# What you should do:
Reproduce each of the records below word for word.

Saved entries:
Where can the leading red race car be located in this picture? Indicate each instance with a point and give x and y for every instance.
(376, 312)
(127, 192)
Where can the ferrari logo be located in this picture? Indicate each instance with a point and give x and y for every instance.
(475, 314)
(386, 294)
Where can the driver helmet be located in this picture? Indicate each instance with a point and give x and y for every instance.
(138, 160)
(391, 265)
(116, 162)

# Task output:
Where can the leading red race car be located in this picture? Indicate each instance with a point and give x and y for every instance.
(376, 312)
(127, 192)
Where can the ferrari logo be located in this picture? Indicate each instance with a point and give x and y for every instance.
(475, 314)
(386, 294)
Where can the driver helmet be located in this picture? Indicate each instance with a point and give x and y for every instance.
(138, 160)
(391, 265)
(116, 162)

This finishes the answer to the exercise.